#### Source passage ####

May 27 / James Kavanagh

How I Fix Broken AI Governance

A practical approach to identifying the causes of governance problems, and then design the right fixes

There's a story about Taiichi Ohno, the engineer who built the Toyota Production System. I don't know if it's true or not, but I like it. Apparently, he used to draw a chalk circle on the factory floor and make a manager stand in it. Then he'd leave, sometimes for hours. And the manager's job was just to watch. No clipboard, no checklist, no framework, nothing. Just observe how work actually flows, where things get stuck, where people have invented workarounds that aren't in any process document, and where the procedure so carefully drawn out and posted on the wall bears no resemblance to what's actually happening in front of them.

If you're entering the AI governance field as a career, you might imagine your work will be designing an elegant governance framework from the ground up. Or perhaps auditing sophisticated AI management systems against well-defined standards. Or perhaps navigating obscure procedures of legislation like the EU AI Act to classify a system as "high-risk" whether or not it poses any risk at all. Or designing and implementing new technical controls for evaluation of models and guardrails for their safe execution. Maybe you will.

But more likely, your experience will be quite different from all of these, and honestly much more interesting and meaningful. Because if you stop, if you stand in the chalk circle, and observe, what you'll usually find is a bit of a mess and a puzzle. You'll see things that sort of work, things that were designed for different purposes, things that exist on paper but not in practice, and things that do happen in practice but not the way they exist on paper. And your job becomes figuring out how to get it all working effectively, bit by bit. I find that's the real practical skill of AI governance. It doesn't start with mapping the EU AI Act, issuing an audit report, implementing a GRC tool or writing a Pulitzer-prize winning Policy. It starts with standing in the circle and watching.

#### Data records ####

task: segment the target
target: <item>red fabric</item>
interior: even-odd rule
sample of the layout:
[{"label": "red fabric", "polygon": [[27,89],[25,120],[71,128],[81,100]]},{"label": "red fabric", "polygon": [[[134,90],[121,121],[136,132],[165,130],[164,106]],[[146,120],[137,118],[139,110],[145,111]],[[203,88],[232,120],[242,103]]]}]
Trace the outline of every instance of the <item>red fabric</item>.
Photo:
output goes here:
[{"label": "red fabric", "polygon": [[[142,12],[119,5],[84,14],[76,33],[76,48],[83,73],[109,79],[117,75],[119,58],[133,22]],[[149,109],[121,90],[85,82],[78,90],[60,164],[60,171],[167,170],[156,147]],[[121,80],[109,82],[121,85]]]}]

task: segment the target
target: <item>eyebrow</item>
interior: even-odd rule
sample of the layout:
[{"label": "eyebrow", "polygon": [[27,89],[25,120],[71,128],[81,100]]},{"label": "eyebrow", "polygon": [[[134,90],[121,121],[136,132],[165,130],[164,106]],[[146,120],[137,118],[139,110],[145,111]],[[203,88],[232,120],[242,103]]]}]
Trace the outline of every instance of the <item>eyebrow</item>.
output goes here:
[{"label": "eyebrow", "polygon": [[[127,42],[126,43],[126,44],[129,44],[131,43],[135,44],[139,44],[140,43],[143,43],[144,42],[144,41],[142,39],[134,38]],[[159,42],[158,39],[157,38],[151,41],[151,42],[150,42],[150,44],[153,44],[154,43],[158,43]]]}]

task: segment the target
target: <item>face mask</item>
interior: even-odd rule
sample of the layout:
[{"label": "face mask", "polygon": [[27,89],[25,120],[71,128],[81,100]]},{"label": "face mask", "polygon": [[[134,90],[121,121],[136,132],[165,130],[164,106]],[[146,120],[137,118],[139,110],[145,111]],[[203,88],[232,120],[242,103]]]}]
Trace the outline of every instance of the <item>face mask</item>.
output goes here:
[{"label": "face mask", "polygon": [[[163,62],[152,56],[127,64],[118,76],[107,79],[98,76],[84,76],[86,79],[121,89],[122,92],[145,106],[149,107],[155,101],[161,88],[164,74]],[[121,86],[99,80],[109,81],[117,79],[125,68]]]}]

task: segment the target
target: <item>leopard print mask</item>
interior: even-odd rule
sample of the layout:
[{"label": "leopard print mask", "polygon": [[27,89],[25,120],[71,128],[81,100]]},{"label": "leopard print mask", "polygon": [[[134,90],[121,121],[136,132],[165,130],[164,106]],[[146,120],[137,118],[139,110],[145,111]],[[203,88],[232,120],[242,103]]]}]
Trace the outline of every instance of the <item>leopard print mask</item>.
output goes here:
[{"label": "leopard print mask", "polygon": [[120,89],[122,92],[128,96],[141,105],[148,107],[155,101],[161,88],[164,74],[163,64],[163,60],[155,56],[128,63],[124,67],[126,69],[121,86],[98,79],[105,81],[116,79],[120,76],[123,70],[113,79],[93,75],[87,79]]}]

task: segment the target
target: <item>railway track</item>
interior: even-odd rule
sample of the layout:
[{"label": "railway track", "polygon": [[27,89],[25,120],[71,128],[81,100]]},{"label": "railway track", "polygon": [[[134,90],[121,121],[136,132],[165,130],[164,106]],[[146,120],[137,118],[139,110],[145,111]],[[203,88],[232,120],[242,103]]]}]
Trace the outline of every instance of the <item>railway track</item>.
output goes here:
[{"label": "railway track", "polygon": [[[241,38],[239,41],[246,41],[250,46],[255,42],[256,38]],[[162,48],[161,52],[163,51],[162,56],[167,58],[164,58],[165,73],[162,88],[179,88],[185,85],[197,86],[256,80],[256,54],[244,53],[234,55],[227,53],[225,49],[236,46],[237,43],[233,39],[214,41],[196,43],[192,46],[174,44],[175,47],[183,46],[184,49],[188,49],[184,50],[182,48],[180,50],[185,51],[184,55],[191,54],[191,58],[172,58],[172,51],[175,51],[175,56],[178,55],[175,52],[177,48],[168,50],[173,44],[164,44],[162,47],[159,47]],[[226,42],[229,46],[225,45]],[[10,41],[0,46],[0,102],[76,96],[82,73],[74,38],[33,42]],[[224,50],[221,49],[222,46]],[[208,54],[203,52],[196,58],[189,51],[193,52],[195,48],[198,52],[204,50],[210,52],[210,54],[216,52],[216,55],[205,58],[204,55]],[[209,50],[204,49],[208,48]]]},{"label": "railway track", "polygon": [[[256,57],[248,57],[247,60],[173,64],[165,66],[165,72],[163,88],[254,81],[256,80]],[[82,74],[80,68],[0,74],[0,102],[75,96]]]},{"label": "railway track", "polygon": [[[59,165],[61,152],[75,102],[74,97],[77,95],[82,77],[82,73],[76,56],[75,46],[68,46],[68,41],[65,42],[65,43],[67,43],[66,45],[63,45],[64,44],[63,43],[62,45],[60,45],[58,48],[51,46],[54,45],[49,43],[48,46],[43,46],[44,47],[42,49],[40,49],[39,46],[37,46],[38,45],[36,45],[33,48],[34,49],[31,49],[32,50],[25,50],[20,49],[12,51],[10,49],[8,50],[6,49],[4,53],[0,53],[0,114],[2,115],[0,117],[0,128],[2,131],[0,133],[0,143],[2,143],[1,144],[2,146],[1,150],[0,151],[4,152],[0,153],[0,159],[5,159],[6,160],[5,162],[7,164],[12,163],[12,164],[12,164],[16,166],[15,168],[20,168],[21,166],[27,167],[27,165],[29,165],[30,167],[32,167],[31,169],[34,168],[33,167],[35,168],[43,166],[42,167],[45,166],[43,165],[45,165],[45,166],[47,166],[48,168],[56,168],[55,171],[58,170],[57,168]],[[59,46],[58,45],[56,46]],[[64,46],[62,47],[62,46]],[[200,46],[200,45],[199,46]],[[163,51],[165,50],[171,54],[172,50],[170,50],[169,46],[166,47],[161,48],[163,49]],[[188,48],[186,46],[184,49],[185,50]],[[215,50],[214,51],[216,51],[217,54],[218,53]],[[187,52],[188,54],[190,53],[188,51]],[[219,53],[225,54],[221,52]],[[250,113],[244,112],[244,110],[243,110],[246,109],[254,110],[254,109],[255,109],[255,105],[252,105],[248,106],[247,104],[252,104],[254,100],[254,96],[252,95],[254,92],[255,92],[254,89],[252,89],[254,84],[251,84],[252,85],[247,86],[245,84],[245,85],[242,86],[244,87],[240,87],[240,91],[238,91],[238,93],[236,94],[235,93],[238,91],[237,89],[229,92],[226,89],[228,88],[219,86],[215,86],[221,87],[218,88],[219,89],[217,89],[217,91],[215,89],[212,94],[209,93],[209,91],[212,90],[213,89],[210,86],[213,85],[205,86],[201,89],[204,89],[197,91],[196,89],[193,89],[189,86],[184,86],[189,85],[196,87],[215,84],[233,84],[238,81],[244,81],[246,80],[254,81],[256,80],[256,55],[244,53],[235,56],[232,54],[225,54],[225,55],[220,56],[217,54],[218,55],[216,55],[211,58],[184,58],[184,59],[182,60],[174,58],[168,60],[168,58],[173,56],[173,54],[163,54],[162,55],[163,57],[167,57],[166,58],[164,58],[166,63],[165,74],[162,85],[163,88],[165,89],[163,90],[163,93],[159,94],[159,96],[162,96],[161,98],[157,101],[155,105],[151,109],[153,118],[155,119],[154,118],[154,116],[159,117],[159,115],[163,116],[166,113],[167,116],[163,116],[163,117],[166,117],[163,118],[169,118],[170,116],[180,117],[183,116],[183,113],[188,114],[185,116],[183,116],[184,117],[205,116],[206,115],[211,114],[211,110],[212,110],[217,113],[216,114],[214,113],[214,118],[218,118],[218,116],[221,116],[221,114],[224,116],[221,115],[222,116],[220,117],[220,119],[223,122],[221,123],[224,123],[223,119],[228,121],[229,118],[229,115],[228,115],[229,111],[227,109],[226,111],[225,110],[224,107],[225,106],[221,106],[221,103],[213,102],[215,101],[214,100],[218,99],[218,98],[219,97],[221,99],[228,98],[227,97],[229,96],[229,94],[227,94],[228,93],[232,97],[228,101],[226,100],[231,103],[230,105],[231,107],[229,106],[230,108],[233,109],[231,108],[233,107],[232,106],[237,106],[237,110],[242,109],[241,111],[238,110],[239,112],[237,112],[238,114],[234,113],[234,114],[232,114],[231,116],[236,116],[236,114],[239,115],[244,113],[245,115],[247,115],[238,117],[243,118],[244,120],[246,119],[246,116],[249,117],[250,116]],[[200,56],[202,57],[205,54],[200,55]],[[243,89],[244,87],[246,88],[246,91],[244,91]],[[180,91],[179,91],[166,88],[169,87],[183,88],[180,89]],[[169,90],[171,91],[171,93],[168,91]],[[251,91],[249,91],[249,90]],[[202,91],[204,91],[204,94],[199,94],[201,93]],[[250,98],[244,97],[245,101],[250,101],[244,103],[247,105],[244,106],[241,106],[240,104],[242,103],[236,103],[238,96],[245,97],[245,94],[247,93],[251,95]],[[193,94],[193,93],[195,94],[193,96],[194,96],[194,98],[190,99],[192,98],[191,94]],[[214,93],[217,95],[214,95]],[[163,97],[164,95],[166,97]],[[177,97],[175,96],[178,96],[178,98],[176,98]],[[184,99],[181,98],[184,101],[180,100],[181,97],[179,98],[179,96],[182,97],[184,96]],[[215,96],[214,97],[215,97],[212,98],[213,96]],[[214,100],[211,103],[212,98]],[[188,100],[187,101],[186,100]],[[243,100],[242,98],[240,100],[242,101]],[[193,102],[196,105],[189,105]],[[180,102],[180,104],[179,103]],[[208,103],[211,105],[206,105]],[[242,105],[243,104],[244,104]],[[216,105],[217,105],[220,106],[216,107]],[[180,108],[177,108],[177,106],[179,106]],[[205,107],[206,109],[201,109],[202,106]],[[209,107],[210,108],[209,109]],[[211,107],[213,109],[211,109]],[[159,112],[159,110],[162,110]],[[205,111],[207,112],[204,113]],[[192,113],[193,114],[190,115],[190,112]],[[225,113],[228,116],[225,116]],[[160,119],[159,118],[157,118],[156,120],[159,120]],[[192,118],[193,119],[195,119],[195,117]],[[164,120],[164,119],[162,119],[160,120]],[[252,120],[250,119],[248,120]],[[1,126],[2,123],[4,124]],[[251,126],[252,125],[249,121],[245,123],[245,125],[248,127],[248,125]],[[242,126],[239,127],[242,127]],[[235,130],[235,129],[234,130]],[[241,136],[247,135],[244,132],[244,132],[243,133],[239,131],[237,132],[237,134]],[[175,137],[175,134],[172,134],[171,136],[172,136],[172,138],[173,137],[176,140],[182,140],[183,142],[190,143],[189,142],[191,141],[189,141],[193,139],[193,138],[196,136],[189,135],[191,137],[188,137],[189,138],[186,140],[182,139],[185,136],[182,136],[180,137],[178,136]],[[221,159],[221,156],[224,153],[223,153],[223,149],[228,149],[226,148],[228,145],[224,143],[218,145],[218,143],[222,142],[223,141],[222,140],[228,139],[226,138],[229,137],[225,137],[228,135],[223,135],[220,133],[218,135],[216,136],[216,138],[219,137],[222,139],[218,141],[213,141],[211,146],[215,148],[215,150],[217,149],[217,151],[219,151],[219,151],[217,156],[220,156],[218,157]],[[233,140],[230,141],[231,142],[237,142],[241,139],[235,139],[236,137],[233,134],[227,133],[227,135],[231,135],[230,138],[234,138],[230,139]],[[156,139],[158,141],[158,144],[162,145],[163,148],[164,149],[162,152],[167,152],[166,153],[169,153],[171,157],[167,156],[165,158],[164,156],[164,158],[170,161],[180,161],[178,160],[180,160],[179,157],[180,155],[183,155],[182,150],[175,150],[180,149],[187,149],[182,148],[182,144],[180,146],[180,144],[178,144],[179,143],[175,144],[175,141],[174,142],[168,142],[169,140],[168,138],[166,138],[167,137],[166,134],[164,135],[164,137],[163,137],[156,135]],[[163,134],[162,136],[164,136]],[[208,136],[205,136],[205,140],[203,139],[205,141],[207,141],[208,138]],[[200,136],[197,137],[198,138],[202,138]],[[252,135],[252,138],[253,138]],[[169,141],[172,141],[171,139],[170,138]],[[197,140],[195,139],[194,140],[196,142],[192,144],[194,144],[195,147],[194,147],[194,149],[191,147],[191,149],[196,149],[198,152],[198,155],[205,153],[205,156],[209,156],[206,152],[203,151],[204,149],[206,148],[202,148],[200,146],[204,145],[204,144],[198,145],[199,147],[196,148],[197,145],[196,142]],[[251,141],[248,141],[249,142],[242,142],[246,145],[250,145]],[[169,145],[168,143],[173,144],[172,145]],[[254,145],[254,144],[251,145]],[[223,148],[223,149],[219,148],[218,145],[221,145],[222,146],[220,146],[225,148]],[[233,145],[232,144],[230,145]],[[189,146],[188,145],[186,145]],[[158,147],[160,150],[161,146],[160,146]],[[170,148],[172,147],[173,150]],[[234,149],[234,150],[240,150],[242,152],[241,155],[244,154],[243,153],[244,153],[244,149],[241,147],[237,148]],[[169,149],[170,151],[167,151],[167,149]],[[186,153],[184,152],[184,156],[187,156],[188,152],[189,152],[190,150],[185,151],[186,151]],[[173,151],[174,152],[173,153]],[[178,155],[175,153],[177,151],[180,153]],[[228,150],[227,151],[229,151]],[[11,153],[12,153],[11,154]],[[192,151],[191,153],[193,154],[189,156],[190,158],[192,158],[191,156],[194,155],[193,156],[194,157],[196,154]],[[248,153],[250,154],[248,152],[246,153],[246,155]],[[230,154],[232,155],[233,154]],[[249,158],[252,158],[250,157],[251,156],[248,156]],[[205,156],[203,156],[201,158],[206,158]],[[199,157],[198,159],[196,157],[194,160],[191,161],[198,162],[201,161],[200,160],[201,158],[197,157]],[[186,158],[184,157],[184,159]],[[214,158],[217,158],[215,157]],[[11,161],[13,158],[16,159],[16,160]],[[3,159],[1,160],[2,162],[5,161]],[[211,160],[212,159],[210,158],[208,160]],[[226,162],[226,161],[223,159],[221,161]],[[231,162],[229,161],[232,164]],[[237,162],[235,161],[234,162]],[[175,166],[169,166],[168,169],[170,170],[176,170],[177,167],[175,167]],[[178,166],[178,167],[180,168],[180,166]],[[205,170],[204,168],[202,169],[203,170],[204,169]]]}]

####

> [Activity] Please reproduce the AI governance article above word for word, from its date line through its last sentence.

> [Answer to the exercise]
May 27 / James Kavanagh

How I Fix Broken AI Governance

A practical approach to identifying the causes of governance problems, and then design the right fixes

There's a story about Taiichi Ohno, the engineer who built the Toyota Production System. I don't know if it's true or not, but I like it. Apparently, he used to draw a chalk circle on the factory floor and make a manager stand in it. Then he'd leave, sometimes for hours. And the manager's job was just to watch. No clipboard, no checklist, no framework, nothing. Just observe how work actually flows, where things get stuck, where people have invented workarounds that aren't in any process document, and where the procedure so carefully drawn out and posted on the wall bears no resemblance to what's actually happening in front of them.

If you're entering the AI governance field as a career, you might imagine your work will be designing an elegant governance framework from the ground up. Or perhaps auditing sophisticated AI management systems against well-defined standards. Or perhaps navigating obscure procedures of legislation like the EU AI Act to classify a system as "high-risk" whether or not it poses any risk at all. Or designing and implementing new technical controls for evaluation of models and guardrails for their safe execution. Maybe you will.

But more likely, your experience will be quite different from all of these, and honestly much more interesting and meaningful. Because if you stop, if you stand in the chalk circle, and observe, what you'll usually find is a bit of a mess and a puzzle. You'll see things that sort of work, things that were designed for different purposes, things that exist on paper but not in practice, and things that do happen in practice but not the way they exist on paper. And your job becomes figuring out how to get it all working effectively, bit by bit. I find that's the real practical skill of AI governance. It doesn't start with mapping the EU AI Act, issuing an audit report, implementing a GRC tool or writing a Pulitzer-prize winning Policy. It starts with standing in the circle and watching.